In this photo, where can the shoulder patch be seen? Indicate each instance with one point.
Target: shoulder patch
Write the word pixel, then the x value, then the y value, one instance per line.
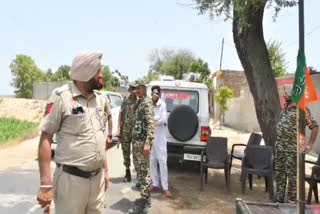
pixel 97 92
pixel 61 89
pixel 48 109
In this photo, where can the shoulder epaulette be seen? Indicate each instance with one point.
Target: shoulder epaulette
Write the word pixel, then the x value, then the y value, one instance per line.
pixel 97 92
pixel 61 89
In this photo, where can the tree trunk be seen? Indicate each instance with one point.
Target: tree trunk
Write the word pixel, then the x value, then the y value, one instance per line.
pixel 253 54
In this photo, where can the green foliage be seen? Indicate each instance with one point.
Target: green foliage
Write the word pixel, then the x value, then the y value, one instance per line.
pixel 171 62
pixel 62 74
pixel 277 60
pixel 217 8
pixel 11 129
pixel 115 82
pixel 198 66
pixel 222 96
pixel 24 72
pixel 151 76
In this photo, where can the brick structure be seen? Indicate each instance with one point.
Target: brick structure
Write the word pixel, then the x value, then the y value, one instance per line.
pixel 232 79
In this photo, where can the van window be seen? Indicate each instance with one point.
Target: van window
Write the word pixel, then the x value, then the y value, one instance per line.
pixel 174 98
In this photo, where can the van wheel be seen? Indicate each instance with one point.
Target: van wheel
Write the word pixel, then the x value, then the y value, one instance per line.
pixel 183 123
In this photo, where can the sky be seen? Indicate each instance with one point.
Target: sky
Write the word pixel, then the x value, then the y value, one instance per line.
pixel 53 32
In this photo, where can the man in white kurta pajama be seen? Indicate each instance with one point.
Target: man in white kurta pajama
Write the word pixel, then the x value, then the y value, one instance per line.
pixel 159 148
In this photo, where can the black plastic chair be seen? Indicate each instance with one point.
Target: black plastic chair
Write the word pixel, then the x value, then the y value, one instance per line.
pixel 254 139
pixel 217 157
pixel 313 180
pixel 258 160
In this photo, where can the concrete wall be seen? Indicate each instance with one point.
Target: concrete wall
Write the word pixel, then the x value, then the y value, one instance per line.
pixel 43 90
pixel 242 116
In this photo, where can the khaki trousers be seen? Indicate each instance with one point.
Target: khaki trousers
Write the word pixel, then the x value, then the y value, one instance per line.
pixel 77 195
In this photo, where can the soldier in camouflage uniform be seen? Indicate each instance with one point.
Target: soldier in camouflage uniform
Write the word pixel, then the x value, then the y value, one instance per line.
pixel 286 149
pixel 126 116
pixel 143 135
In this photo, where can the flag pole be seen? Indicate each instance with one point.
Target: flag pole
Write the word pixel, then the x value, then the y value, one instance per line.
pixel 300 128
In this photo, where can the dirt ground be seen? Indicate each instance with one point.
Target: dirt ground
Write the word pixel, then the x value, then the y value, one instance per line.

--

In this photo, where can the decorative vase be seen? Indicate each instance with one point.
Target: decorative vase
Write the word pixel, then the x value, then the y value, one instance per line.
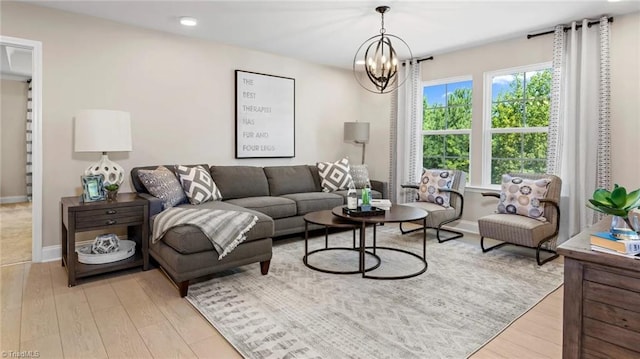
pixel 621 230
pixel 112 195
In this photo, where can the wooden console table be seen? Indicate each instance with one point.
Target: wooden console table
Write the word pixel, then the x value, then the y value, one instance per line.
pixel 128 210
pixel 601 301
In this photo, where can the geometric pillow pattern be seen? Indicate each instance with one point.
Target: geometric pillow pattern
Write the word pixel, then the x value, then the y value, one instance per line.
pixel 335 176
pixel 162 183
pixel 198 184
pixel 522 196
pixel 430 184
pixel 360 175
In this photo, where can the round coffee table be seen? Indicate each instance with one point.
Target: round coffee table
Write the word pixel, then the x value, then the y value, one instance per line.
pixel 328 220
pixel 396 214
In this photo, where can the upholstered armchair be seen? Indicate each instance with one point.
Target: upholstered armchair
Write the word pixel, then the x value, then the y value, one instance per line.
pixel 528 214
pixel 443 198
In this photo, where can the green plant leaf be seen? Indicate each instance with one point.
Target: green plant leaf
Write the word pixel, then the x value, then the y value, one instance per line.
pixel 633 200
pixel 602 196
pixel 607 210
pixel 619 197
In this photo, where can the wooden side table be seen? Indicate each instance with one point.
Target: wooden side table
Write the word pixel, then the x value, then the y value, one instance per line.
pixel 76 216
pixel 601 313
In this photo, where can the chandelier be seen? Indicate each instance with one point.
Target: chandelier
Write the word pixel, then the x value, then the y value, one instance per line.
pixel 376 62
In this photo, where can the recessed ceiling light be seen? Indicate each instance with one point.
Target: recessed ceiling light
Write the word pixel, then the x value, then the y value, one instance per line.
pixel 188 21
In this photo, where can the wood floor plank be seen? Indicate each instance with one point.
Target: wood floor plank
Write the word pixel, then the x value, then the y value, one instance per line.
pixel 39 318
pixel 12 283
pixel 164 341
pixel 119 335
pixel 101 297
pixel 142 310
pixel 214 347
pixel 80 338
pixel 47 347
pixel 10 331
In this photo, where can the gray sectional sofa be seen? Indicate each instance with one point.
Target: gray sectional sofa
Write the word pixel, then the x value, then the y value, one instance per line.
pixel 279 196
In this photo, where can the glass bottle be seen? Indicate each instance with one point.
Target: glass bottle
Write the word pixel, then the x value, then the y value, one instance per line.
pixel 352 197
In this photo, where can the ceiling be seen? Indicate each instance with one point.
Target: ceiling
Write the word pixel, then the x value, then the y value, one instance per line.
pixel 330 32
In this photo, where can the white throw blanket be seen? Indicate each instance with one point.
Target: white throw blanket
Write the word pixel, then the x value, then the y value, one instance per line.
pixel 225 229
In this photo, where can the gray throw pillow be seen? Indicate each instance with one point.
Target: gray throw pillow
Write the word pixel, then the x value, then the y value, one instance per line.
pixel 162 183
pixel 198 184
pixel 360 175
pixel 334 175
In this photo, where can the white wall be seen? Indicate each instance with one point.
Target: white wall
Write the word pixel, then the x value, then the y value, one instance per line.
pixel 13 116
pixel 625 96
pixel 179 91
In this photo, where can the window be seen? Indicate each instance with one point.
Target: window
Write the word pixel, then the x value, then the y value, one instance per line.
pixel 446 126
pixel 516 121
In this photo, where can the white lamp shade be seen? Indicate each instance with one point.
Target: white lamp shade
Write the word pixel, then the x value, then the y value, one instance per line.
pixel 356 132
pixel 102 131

--

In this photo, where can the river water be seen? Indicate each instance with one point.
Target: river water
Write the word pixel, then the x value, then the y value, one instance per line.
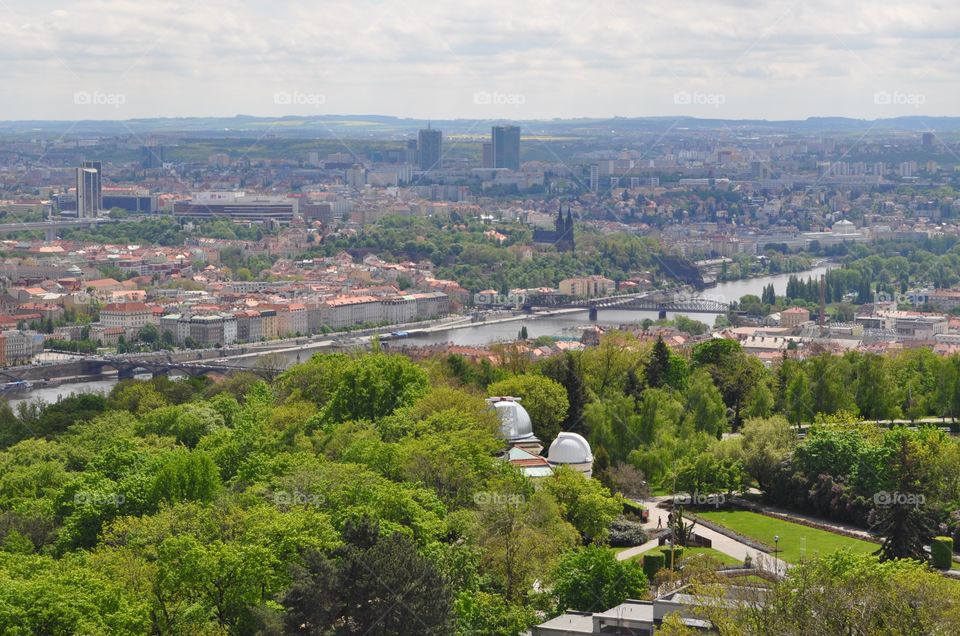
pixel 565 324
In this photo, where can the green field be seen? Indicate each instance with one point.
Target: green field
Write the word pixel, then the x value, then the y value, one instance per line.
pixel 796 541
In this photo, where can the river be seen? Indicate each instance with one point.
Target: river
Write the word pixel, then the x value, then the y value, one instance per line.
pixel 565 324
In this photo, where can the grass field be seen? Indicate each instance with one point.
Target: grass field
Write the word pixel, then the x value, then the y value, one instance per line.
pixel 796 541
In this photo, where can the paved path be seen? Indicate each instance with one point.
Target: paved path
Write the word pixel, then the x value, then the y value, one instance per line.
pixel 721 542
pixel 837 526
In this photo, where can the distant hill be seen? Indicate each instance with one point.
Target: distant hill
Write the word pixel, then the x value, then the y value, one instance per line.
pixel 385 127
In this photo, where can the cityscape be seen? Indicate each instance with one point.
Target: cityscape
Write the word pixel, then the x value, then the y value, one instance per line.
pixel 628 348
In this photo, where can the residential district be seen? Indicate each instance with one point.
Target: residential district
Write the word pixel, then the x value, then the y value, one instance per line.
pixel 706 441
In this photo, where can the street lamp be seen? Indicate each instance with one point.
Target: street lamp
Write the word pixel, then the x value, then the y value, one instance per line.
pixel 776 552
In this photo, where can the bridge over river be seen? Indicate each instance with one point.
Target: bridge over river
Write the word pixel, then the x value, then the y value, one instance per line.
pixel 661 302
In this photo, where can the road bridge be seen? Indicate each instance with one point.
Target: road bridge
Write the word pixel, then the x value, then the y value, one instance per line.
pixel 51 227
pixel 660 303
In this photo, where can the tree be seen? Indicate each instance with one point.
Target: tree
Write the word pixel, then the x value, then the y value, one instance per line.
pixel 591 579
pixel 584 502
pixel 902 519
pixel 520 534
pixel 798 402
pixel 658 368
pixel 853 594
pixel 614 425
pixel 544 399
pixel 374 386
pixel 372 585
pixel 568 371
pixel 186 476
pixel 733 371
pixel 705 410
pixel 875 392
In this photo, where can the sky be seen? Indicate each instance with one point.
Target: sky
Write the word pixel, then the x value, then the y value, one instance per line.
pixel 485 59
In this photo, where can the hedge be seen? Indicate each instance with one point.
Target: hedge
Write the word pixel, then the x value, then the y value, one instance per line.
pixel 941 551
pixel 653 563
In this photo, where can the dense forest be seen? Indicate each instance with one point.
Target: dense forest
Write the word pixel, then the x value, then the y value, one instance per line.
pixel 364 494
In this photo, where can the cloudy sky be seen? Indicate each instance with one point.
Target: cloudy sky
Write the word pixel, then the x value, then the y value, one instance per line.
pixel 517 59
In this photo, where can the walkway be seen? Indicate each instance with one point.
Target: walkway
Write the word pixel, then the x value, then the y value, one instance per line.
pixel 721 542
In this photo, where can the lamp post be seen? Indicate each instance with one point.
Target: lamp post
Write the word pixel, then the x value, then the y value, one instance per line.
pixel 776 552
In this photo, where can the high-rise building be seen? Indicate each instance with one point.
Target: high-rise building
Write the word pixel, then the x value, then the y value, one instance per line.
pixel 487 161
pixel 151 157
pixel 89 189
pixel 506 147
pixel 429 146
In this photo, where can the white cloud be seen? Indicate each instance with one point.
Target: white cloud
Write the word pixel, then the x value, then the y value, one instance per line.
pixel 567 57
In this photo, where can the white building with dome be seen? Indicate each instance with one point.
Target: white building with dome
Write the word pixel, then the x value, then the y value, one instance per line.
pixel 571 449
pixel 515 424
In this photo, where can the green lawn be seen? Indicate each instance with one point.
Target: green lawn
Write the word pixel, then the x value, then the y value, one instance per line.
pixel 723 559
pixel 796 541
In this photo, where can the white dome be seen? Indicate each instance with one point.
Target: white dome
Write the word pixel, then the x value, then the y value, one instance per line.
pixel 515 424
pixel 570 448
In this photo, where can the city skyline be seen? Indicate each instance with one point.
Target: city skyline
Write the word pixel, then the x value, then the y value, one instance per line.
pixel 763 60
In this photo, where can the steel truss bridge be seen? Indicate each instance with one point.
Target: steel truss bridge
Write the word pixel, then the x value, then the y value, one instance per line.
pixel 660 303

Task goal ▸ How many lines in the records above contain the word "khaki"? Give the count alone.

The result ▸ 2